» Action item: Every line of the material is to be given again exactly.

» Task material:
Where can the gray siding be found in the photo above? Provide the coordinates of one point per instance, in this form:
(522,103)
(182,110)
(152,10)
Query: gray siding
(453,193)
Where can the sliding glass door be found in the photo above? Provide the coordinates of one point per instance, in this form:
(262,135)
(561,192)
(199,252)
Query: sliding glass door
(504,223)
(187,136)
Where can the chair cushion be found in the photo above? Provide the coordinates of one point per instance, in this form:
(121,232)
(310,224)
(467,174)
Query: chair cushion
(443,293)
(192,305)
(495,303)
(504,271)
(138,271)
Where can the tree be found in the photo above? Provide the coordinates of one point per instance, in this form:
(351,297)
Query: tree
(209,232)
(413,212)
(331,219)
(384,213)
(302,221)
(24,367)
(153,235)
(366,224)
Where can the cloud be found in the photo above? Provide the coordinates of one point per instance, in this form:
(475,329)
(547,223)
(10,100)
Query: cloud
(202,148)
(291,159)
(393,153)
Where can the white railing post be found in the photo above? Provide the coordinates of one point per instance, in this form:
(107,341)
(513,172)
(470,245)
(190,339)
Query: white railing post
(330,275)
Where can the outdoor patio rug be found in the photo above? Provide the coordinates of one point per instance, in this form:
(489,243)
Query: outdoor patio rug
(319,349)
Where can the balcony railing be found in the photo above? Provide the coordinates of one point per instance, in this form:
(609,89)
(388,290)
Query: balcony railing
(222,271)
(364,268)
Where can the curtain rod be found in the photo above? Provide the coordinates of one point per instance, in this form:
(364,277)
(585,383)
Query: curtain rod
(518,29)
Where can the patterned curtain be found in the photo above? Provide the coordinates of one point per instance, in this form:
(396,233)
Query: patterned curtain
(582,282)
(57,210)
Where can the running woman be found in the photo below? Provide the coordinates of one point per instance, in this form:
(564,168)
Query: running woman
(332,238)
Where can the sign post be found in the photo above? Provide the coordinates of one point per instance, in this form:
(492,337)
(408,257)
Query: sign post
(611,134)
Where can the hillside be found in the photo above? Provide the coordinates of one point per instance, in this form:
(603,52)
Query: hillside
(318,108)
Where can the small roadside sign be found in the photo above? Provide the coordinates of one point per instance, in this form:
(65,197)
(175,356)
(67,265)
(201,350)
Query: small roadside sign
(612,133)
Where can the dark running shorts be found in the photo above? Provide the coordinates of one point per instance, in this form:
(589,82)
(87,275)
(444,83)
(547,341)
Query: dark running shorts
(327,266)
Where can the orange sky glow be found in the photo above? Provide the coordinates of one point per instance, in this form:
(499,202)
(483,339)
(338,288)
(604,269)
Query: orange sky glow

» Response area:
Where can the gray siding be found in the photo above? Provide the coordinates of one point per instance, in this form:
(522,103)
(182,110)
(152,10)
Query: gray siding
(453,193)
Where can the sliding glass door be found in the photo above? Provide the coordinates of one point per instance, in this form:
(262,135)
(561,192)
(199,252)
Query: sliding glass door
(504,223)
(187,136)
Where can the chair cushion be found in the photo above? Provide the coordinates of one point per instance, in this form:
(121,232)
(310,224)
(467,174)
Query: chair cushion
(443,293)
(192,305)
(495,303)
(504,271)
(138,271)
Where can the tree be found in the photo above? Provide the coordinates of one point per instance, in this form:
(351,297)
Query: tree
(209,232)
(413,212)
(331,219)
(384,213)
(302,221)
(24,367)
(153,235)
(366,224)
Where can the cloud be found in the photo above? Provide the coordinates of one point per instance, in this form:
(475,329)
(547,223)
(10,100)
Query: cloud
(202,148)
(291,159)
(393,153)
Where can the white railing post be found in the photo above? Provide the coordinates of one point per instance, in this form:
(107,341)
(513,172)
(470,245)
(190,339)
Query: white railing post
(330,275)
Where can the outdoor patio rug be found in the photo above? Provide the coordinates of one point per instance, in this form:
(489,243)
Query: outdoor patio rug
(319,349)
Where can the balcony railing be found in the photo above? Provide the coordinates of one point per instance, in this form:
(609,89)
(388,290)
Query: balcony railing
(222,271)
(364,268)
Where can the curtain rod be found in the photo above? Provide the coordinates of one point per instance, in this form:
(364,277)
(585,383)
Query: curtain rod
(518,29)
Where can the patterned curtain be found in the photo above? Provide the coordinates of one point per instance, in this form:
(396,233)
Query: patterned curtain
(582,282)
(57,210)
Where can the running woman be found in the photo below? Provide the coordinates of one point per instance, in this form:
(564,168)
Query: running woman
(332,238)
Where can the sign post be found in the photo above? Provide the coordinates of one point per instance, in this form:
(492,337)
(408,257)
Query: sign post
(611,134)
Where can the hillside be found in the photo above? Provide the coordinates of one point per instance, in this form:
(603,52)
Query: hillside
(318,108)
Where can the small roadside sign be found in the photo above? Provide the coordinates of one point per instance, in this form:
(65,197)
(175,356)
(67,265)
(201,350)
Query: small roadside sign
(612,133)
Where can the dark running shorts be found in the photo above? Provide the coordinates of one point per instance, in this form:
(589,82)
(87,275)
(444,83)
(547,341)
Query: dark running shorts
(327,266)
Where can the orange sky glow be found in the photo above? Provide the coordinates of one point per instance, in this form:
(499,202)
(483,339)
(338,288)
(604,269)
Query: orange sky glow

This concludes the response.